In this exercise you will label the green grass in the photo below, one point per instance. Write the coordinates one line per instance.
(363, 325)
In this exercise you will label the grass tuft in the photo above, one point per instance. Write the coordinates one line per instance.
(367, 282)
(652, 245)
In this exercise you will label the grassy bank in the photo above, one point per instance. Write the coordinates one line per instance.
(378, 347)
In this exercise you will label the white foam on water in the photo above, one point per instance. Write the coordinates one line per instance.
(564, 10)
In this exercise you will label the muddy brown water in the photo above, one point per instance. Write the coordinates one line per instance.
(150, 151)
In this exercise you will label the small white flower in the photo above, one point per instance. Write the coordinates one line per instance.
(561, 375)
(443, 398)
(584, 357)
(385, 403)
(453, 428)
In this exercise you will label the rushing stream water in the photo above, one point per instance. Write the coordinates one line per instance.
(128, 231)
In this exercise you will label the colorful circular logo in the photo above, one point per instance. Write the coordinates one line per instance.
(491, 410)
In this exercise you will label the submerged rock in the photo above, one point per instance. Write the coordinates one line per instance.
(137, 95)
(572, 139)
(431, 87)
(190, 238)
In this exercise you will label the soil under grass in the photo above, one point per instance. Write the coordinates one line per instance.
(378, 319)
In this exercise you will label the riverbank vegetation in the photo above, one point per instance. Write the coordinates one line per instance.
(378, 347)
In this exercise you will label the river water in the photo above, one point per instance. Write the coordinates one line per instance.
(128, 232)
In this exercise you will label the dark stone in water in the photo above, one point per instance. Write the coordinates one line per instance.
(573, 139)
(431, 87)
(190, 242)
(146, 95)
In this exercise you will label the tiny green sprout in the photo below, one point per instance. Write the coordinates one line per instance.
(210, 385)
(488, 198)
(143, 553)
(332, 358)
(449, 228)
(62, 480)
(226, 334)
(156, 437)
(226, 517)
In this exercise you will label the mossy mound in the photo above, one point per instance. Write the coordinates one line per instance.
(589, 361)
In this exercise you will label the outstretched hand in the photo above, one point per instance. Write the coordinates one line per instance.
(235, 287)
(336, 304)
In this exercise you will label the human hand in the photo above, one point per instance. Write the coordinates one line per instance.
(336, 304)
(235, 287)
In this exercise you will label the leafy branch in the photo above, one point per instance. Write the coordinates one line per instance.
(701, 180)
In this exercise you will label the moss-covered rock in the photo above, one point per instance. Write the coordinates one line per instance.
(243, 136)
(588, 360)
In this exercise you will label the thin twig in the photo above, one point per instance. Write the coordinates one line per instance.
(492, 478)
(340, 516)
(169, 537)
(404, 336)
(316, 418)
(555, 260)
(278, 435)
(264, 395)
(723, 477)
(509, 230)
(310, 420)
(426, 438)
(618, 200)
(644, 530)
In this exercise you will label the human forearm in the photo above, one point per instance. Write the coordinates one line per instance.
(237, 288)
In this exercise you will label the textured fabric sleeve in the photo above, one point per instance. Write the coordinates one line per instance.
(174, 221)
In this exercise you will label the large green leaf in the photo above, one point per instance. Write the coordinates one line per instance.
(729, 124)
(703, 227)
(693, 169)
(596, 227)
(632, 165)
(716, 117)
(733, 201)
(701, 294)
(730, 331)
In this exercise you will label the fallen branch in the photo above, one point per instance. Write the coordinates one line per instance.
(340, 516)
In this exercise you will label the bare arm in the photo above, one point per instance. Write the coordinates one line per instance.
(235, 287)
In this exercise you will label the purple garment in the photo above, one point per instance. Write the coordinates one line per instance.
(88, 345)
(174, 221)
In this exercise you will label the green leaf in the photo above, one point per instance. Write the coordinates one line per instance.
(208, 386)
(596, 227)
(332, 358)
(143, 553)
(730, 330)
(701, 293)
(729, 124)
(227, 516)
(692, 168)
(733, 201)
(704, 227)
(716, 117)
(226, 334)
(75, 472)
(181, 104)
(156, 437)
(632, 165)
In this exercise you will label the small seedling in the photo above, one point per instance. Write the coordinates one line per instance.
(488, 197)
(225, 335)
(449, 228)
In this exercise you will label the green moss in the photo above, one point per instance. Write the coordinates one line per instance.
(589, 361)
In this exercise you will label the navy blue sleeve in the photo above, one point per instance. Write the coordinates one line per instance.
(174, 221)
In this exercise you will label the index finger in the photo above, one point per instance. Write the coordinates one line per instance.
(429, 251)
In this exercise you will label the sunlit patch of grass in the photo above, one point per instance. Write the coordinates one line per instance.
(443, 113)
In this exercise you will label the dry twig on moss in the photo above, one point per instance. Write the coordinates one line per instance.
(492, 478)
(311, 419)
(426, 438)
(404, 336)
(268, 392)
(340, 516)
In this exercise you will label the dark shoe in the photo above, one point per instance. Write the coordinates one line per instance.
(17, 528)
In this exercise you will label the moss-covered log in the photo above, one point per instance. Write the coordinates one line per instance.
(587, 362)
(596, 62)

** Required work **
Repeat the material above in full, keeping every word.

** Reply **
In this exercise you will label the green grass in the photo below, one point per instance. Write the coordinates one line per instance.
(363, 325)
In this exercise you will label the grass tuft in the photo above, one point per instance. Write the coordinates one line per instance.
(367, 282)
(652, 245)
In this exercise you will label the grassy bank in the photo above, one point per instance. Write the coordinates one line per instance.
(378, 347)
In this exercise you will label the white foam on water in the photo above, one point per instance. Write the coordinates one line per instance.
(564, 10)
In this exercise you will label the muddy brown water in the photo above, one point per instance. Write the coordinates one line per instance.
(150, 151)
In this exercise you will label the small white flower in the photo above, one point per instance. Write the coordinates one line per instance.
(561, 375)
(443, 398)
(584, 357)
(385, 403)
(453, 428)
In this exercise you will label the rushing stream water in the photo above, one point per instance. Write the coordinates one line per instance.
(128, 231)
In this exercise you will label the colorful circular logo in the photo above, one point per instance. Write the coordinates one line per instance.
(491, 410)
In this exercise you will label the submerged rock in the photo above, one point per instance. Write the coordinates one line per instance.
(137, 95)
(572, 139)
(431, 87)
(190, 238)
In this exercise you will label the soil under grass in the photo above, one point per instance. Write the coordinates one line per instance.
(378, 319)
In this exercise you will label the riverbank vegetation in the photo above, one point per instance. Write the coordinates one line per instance.
(378, 347)
In this exercise you will label the river water in the photo above, one point per instance. Write the coordinates one line per instance.
(128, 232)
In this exercise you will label the dark stone in water in the photo above, one point per instance. Write the coordinates one line per instance.
(573, 139)
(431, 87)
(190, 242)
(146, 95)
In this exercise you will label the tiny green sprout in the photo below, one point per instance. Write the coordinates one line per instance.
(210, 385)
(488, 198)
(143, 553)
(332, 358)
(449, 228)
(62, 480)
(226, 334)
(156, 437)
(226, 517)
In this exercise you will label the mossy mound in the photo above, one point per instance. Write the coordinates one line per instance.
(589, 361)
In this exercise you will label the outstretched hand in the photo above, one point per instance. Write the coordinates one line per instance.
(235, 287)
(336, 304)
In this exercise you will label the human hand in the photo above, one point per instance. Write the coordinates one line per instance.
(336, 304)
(235, 287)
In this exercise you will label the leafy branch in the photo above, one point per instance. Write the coordinates one line per instance.
(701, 180)
In this exercise you will label the moss-covered rock in the photo above, one point per instance. Write the coordinates one line per instance.
(243, 136)
(588, 360)
In this exercise you will label the thin twig in the photo above, one point per instance. Write the coordinates one line per instance.
(492, 478)
(340, 516)
(169, 537)
(404, 336)
(316, 418)
(555, 260)
(278, 435)
(264, 395)
(723, 477)
(509, 230)
(310, 420)
(426, 438)
(618, 200)
(644, 530)
In this exercise you will label the human forearm in the photo above, one point per instance. Write the coordinates one line per instance.
(237, 288)
In this exercise you will label the textured fabric sleeve in the photo above, one point per instance. Write the coordinates one line per instance.
(174, 221)
In this exercise you will label the large green leaf in the photo above, one point per instance. Write the coordinates one line per instance.
(729, 124)
(703, 227)
(693, 169)
(596, 227)
(632, 165)
(716, 117)
(733, 201)
(701, 294)
(730, 331)
In this exercise you will label the fallen branch in the photo above, one point per instance. Write the coordinates one line per instance.
(340, 516)
In this exercise you will label the bare arm in the photo above, one point per instance. Write the coordinates one line per instance.
(235, 287)
In this exercise you will label the purple garment in the photo above, one point per instance. Write the coordinates one line per instance.
(88, 345)
(174, 221)
In this exercise you will label the green leaf in the photo above, one point per instance. Write the coordinates one line per instance.
(208, 386)
(596, 227)
(332, 358)
(143, 553)
(730, 330)
(701, 293)
(729, 124)
(227, 516)
(692, 168)
(733, 201)
(704, 227)
(716, 117)
(226, 334)
(75, 472)
(181, 104)
(156, 437)
(632, 165)
In this exercise you will label the small seedling in the photo above, one point per instance. Write the coordinates one line per instance.
(488, 197)
(225, 335)
(449, 228)
In this exercise you will label the green moss in the photo above, one point per instance. Write the coordinates one line per instance.
(589, 361)
In this exercise you will label the navy blue sleeve in the photo above, one point per instance. Write the coordinates one line per instance.
(174, 221)
In this exercise you will label the index finger in the photo above, one point per instance. Write the coordinates one line per instance.
(429, 251)
In this exercise you will label the sunlit patch of grass in the photo above, one point per instance. Write the coordinates one line per instance.
(443, 113)
In this exercise you will label the dry twig on moss in the photo above, one point per instance. Write the coordinates one line per instance.
(492, 478)
(311, 419)
(426, 438)
(404, 336)
(268, 392)
(340, 516)
In this exercise you will label the dark shoe in the photo above, one point per instance. Write the coordinates one line per instance.
(17, 528)
In this exercise you will label the moss-covered log in the photo above, one point per instance. Write the coordinates one line per instance.
(587, 362)
(596, 62)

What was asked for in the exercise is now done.